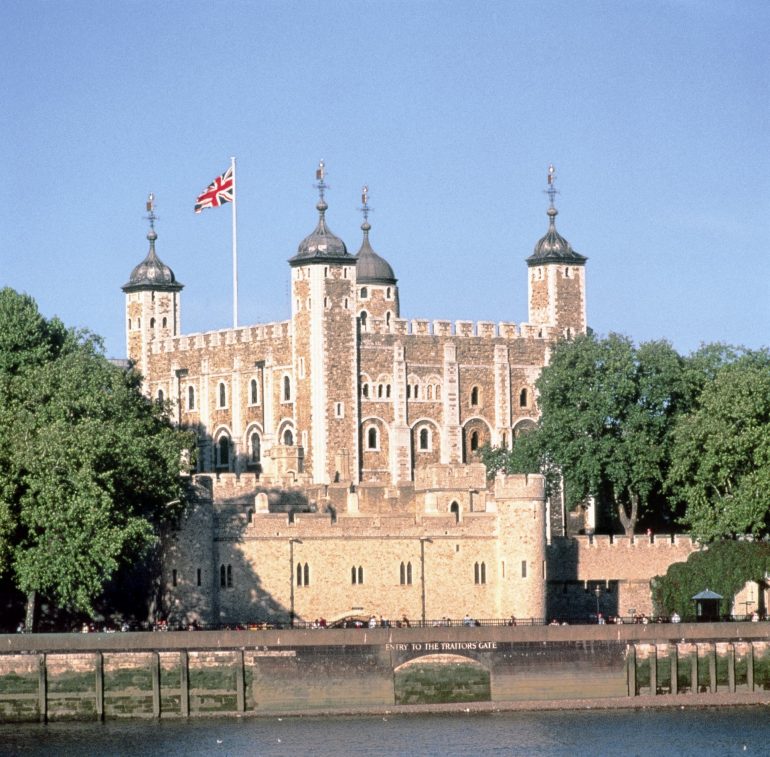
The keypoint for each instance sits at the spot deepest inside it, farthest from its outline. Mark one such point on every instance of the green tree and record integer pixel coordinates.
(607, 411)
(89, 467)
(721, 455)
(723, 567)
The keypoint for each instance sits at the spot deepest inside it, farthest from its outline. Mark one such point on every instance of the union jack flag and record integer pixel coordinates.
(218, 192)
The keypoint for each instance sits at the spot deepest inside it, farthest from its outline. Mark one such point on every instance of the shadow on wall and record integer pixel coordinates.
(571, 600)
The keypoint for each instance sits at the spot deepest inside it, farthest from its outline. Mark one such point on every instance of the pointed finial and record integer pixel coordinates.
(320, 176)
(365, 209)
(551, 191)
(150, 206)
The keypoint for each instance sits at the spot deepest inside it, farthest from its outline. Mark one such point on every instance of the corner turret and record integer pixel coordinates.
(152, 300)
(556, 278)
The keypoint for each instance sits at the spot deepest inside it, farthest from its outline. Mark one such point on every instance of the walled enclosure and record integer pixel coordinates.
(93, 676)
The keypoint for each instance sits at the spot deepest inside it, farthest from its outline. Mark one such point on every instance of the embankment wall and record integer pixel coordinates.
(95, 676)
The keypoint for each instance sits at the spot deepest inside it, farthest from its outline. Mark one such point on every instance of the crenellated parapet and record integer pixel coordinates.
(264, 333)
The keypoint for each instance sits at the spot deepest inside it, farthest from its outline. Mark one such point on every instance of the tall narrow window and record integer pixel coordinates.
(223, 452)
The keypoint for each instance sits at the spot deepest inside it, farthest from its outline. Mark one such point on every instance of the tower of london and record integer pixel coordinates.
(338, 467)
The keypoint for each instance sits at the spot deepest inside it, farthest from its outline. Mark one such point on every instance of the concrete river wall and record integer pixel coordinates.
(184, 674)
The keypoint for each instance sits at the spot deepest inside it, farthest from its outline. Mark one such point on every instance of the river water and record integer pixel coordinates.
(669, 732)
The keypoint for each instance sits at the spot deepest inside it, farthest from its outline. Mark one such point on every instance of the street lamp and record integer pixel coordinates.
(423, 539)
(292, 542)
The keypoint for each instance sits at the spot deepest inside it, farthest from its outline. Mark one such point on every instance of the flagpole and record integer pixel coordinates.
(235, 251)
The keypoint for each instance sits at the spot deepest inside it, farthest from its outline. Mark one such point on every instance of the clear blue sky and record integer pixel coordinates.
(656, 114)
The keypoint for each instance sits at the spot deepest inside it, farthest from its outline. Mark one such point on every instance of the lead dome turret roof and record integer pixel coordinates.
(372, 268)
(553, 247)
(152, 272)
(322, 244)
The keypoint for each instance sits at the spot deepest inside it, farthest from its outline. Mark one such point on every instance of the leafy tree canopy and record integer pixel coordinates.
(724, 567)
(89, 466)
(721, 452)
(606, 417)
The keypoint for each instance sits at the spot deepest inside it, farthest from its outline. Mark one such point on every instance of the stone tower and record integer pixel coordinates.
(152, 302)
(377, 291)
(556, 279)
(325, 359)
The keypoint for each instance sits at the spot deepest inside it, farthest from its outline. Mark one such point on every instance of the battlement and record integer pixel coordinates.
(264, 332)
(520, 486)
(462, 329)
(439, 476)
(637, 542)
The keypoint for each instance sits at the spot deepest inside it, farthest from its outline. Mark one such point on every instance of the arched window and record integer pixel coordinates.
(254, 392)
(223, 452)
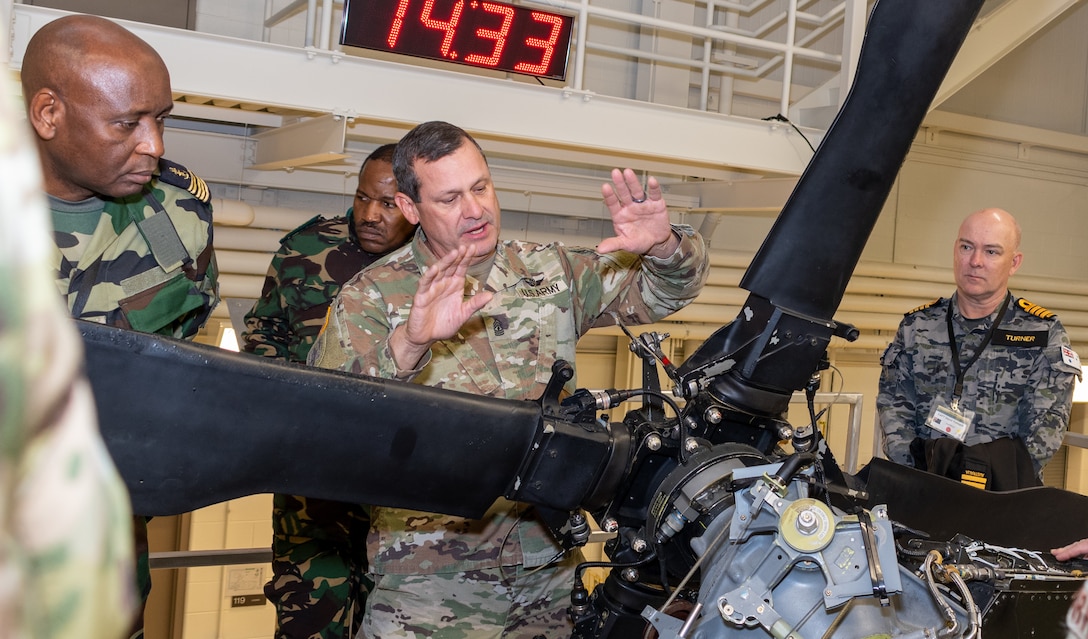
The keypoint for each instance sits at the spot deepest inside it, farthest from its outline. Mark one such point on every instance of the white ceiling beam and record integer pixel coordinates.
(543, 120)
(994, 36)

---

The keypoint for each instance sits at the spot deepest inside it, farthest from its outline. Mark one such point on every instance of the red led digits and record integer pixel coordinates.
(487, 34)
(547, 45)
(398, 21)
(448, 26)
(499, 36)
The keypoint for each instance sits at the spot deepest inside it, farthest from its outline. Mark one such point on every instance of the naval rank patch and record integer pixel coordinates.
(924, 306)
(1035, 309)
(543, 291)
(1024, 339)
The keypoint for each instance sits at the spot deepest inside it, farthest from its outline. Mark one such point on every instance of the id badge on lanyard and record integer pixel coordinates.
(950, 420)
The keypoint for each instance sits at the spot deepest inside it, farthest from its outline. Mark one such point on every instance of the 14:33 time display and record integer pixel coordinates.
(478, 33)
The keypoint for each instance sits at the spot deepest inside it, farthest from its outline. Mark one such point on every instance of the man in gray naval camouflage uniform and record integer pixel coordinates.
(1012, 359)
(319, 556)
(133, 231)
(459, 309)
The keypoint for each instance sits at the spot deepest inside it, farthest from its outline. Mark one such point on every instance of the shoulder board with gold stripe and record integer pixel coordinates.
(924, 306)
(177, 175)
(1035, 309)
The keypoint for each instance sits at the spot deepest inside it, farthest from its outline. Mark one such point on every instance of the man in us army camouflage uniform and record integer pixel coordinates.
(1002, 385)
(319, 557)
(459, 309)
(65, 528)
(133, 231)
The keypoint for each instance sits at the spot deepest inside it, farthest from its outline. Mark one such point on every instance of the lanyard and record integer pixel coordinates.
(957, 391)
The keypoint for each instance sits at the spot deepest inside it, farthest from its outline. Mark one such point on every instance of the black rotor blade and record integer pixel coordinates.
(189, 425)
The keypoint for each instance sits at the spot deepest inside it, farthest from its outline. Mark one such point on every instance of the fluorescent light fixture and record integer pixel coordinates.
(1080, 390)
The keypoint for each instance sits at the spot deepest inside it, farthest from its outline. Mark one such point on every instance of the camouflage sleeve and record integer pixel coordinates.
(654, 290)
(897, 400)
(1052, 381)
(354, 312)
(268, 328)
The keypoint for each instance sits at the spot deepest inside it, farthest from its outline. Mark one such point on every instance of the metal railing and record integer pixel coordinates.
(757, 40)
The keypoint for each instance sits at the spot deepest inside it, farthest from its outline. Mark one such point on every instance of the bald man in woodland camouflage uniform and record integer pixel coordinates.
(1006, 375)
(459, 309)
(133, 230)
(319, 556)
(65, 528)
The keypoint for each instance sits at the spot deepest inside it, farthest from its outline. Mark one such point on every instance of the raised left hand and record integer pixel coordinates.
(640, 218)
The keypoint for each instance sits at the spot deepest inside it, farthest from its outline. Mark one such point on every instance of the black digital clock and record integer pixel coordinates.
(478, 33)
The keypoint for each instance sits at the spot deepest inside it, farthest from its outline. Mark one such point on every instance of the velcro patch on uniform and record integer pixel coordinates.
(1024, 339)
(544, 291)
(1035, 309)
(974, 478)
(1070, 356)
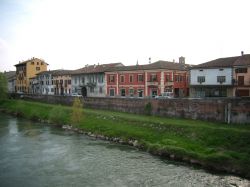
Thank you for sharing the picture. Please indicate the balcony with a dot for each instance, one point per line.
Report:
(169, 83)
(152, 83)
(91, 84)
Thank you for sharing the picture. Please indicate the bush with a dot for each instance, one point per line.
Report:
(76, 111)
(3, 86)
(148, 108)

---

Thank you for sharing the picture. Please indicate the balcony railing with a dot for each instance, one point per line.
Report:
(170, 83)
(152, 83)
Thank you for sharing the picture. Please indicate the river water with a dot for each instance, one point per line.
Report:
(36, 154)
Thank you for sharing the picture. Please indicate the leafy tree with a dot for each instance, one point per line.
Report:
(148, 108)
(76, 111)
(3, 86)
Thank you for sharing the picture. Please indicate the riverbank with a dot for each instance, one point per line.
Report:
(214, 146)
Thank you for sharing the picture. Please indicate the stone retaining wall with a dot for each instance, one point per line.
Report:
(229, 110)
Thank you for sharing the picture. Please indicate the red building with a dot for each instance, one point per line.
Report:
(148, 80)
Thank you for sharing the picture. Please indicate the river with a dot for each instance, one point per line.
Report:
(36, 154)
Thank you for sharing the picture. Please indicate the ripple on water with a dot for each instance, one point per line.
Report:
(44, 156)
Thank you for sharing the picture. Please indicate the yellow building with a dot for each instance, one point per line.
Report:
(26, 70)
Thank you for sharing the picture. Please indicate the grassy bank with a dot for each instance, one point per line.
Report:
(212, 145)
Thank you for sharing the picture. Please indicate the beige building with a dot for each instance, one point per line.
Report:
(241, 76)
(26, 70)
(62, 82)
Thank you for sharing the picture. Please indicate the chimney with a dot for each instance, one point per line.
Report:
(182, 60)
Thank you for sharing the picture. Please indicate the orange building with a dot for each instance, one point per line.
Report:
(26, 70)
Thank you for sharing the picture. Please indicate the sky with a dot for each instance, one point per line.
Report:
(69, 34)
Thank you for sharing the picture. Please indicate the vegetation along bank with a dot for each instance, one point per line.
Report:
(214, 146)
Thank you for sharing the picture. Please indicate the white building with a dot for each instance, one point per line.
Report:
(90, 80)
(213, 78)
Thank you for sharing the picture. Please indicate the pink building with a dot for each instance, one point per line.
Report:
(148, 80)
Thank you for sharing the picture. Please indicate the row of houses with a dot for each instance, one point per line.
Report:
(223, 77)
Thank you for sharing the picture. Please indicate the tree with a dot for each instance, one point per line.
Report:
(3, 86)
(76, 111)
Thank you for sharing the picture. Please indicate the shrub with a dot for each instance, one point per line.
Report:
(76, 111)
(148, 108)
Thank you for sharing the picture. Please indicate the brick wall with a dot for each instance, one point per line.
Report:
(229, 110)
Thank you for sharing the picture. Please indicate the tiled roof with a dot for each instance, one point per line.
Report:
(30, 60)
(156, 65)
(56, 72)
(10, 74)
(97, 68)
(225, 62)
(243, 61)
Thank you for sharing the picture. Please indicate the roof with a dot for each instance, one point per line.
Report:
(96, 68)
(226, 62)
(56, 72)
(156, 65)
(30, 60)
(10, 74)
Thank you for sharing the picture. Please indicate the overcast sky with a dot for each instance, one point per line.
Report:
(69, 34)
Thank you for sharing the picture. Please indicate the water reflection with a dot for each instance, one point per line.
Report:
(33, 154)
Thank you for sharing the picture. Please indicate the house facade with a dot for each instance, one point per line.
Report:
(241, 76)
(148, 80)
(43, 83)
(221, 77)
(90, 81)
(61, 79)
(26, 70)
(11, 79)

» EXERCISE DESCRIPTION
What belongs in the answer is each line of the data that has the word "building".

» YOUR SOLUTION
Thank you for sharing the picture. Please indicate the red building with a dot for each instance, one point per line.
Thank you for sharing the picture. Please indicate the yellow building with a dot for each instance, one point per line.
Thank you for sharing the picture. Please indicate the beige building with a dot for each instance, one point per line.
Thank you for sharing the picture. Please indicate the orange building with a dot for each instance, one point per line.
Thank you for sharing the picture. Please indicate the white building with a dot for each instance, one point per line.
Thank you for sharing the picture. Please indicate the pink building with a dot for each instance, one point per line.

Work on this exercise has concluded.